• **INSTRUCTIONS TO FOLLOW**: Return the listing below unchanged, reproducing every line in its original order.

• **GIVEN DATA**:
======

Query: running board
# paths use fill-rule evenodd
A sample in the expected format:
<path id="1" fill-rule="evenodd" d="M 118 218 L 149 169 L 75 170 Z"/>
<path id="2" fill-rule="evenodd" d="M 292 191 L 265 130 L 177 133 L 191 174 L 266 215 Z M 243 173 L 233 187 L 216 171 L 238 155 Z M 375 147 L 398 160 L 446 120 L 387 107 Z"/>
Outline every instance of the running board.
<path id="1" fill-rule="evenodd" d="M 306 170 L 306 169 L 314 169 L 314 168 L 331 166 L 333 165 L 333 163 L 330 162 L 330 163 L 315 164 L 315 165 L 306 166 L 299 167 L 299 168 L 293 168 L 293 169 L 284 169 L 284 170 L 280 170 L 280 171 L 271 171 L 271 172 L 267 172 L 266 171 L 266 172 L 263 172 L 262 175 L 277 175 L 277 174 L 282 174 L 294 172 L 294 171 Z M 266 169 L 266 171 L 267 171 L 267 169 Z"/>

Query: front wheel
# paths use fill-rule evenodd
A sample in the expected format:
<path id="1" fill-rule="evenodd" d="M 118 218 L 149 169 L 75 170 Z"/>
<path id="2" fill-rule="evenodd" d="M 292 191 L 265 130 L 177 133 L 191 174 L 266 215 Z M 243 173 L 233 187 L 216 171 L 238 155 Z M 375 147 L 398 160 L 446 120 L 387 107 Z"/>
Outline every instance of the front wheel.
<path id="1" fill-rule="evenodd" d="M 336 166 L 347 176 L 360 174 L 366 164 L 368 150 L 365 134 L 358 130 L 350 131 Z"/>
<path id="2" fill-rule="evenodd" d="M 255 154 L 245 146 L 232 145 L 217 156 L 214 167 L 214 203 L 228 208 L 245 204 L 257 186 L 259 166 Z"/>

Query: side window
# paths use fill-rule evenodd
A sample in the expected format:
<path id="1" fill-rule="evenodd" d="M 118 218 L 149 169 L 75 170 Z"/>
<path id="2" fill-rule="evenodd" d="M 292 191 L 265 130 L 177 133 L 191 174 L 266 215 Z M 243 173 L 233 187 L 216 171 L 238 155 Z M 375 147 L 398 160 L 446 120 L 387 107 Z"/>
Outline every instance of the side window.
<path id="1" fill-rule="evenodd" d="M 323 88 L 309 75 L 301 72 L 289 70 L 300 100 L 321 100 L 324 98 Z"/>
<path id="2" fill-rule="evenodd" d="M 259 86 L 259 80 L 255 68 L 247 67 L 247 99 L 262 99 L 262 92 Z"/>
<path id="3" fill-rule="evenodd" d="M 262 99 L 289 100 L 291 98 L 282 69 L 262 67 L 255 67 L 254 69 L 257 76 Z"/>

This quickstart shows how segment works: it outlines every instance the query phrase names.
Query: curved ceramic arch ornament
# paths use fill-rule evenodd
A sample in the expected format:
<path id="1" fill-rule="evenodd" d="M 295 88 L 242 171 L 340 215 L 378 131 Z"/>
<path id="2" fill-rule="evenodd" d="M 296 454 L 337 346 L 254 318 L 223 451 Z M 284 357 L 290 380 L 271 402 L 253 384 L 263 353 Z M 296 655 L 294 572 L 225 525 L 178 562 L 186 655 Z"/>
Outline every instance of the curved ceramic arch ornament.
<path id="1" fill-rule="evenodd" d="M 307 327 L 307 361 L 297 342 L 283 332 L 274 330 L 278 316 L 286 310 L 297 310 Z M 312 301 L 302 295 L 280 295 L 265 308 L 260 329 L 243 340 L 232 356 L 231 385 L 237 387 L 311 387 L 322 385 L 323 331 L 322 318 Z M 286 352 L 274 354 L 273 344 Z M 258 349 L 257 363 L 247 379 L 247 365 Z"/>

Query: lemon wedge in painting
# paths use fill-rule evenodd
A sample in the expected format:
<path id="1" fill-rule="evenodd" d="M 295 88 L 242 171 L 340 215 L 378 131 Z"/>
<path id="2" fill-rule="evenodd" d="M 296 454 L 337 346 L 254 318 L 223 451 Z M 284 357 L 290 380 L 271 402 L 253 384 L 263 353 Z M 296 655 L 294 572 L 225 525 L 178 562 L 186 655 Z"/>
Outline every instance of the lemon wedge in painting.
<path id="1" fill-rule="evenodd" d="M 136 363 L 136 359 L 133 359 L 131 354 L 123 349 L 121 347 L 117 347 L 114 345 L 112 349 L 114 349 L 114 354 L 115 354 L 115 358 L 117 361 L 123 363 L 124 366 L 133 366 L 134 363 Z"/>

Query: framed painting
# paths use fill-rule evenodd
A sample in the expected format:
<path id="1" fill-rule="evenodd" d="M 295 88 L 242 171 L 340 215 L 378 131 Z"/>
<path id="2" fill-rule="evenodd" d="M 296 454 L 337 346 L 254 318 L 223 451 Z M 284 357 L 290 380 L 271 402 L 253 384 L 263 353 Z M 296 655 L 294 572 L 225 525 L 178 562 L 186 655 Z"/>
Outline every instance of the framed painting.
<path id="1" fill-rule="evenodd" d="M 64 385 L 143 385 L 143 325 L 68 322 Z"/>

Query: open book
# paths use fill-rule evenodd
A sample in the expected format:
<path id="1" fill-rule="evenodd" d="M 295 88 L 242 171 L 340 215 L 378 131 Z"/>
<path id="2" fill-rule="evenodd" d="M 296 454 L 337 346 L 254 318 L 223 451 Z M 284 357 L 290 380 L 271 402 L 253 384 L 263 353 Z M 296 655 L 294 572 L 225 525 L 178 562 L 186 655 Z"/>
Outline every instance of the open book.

======

• **FINAL ANSWER**:
Query: running board
# paths use fill-rule evenodd
A sample in the expected format:
<path id="1" fill-rule="evenodd" d="M 118 218 L 149 169 L 75 170 Z"/>
<path id="2" fill-rule="evenodd" d="M 292 191 L 265 130 L 177 133 L 191 174 L 266 215 Z M 243 173 L 233 187 L 216 171 L 238 155 Z M 375 147 L 398 160 L 446 120 L 387 107 Z"/>
Outline every instance of the running board.
<path id="1" fill-rule="evenodd" d="M 306 170 L 306 169 L 314 169 L 314 168 L 331 166 L 333 165 L 333 163 L 330 162 L 330 163 L 315 164 L 315 165 L 306 166 L 299 167 L 299 168 L 293 168 L 293 169 L 284 169 L 284 170 L 280 170 L 280 171 L 271 171 L 271 172 L 267 172 L 266 171 L 266 172 L 263 172 L 262 175 L 277 175 L 277 174 L 282 174 L 294 172 L 294 171 Z M 266 169 L 266 171 L 267 171 L 267 169 Z"/>

Query: front wheel
# paths use fill-rule evenodd
A sample in the expected format:
<path id="1" fill-rule="evenodd" d="M 118 218 L 149 169 L 75 170 Z"/>
<path id="2" fill-rule="evenodd" d="M 292 191 L 265 130 L 177 133 L 191 174 L 266 215 Z M 243 173 L 233 187 L 216 171 L 238 155 Z M 375 147 L 398 160 L 446 120 L 387 107 Z"/>
Outline every instance of the front wheel.
<path id="1" fill-rule="evenodd" d="M 336 166 L 347 176 L 360 174 L 366 164 L 368 150 L 365 134 L 358 130 L 350 131 Z"/>
<path id="2" fill-rule="evenodd" d="M 255 154 L 245 146 L 232 145 L 217 156 L 214 167 L 214 203 L 228 208 L 245 204 L 257 186 L 259 166 Z"/>

Query: side window
# paths use fill-rule evenodd
A sample in the expected format:
<path id="1" fill-rule="evenodd" d="M 118 218 L 149 169 L 75 170 Z"/>
<path id="2" fill-rule="evenodd" d="M 292 191 L 265 130 L 177 133 L 191 174 L 266 215 Z M 243 173 L 233 187 L 216 171 L 238 155 Z M 375 147 L 398 160 L 446 120 L 387 107 Z"/>
Outline every instance of the side window.
<path id="1" fill-rule="evenodd" d="M 323 88 L 309 75 L 301 72 L 289 70 L 300 100 L 321 100 L 324 98 Z"/>
<path id="2" fill-rule="evenodd" d="M 259 86 L 259 80 L 255 68 L 247 67 L 247 99 L 262 99 L 262 92 Z"/>
<path id="3" fill-rule="evenodd" d="M 262 99 L 289 100 L 291 98 L 282 69 L 262 67 L 255 67 L 254 69 L 257 76 Z"/>

This quickstart shows how segment works: it outlines every instance the query phrase names.
Query: curved ceramic arch ornament
# paths use fill-rule evenodd
A sample in the expected format:
<path id="1" fill-rule="evenodd" d="M 295 88 L 242 171 L 340 215 L 378 131 Z"/>
<path id="2" fill-rule="evenodd" d="M 296 454 L 337 346 L 254 318 L 223 451 Z M 284 357 L 290 380 L 271 402 L 253 384 L 263 353 Z M 296 655 L 294 572 L 225 525 L 178 562 L 186 655 Z"/>
Outline every instance of the curved ceramic arch ornament.
<path id="1" fill-rule="evenodd" d="M 307 327 L 307 361 L 297 342 L 283 332 L 274 330 L 278 316 L 286 310 L 297 310 Z M 312 301 L 302 295 L 280 295 L 265 308 L 260 329 L 243 340 L 232 356 L 231 385 L 237 387 L 311 387 L 322 385 L 323 331 L 322 318 Z M 286 352 L 274 354 L 273 344 Z M 258 349 L 257 363 L 247 379 L 247 365 Z"/>

Query: lemon wedge in painting
# paths use fill-rule evenodd
A sample in the expected format:
<path id="1" fill-rule="evenodd" d="M 295 88 L 242 171 L 340 215 L 378 131 Z"/>
<path id="2" fill-rule="evenodd" d="M 296 454 L 337 346 L 254 318 L 223 451 Z M 284 357 L 290 380 L 271 402 L 253 384 L 263 353 Z M 296 655 L 294 572 L 225 525 L 178 562 L 186 655 Z"/>
Outline every instance of the lemon wedge in painting.
<path id="1" fill-rule="evenodd" d="M 136 363 L 136 359 L 133 359 L 131 354 L 123 349 L 121 347 L 117 347 L 114 345 L 112 349 L 114 349 L 114 354 L 115 354 L 115 358 L 117 361 L 123 363 L 124 366 L 133 366 L 134 363 Z"/>

Query: framed painting
# paths use fill-rule evenodd
A sample in the expected format:
<path id="1" fill-rule="evenodd" d="M 295 88 L 242 171 L 340 215 L 378 131 Z"/>
<path id="2" fill-rule="evenodd" d="M 296 454 L 337 346 L 254 318 L 223 451 Z M 284 357 L 290 380 L 271 402 L 253 384 L 263 353 Z M 296 655 L 294 572 L 225 525 L 178 562 L 186 655 Z"/>
Outline every instance of the framed painting.
<path id="1" fill-rule="evenodd" d="M 64 385 L 143 385 L 143 325 L 68 322 Z"/>

Query: open book
# paths use fill-rule evenodd
A sample in the expected format:
<path id="1" fill-rule="evenodd" d="M 295 88 L 242 171 L 340 215 L 378 131 Z"/>
<path id="2" fill-rule="evenodd" d="M 296 454 L 337 346 L 254 318 L 223 451 Z M 284 357 L 290 380 L 271 402 L 253 384 L 263 353 Z M 296 655 L 294 572 L 225 525 L 178 562 L 186 655 Z"/>
Outline every instance of the open book.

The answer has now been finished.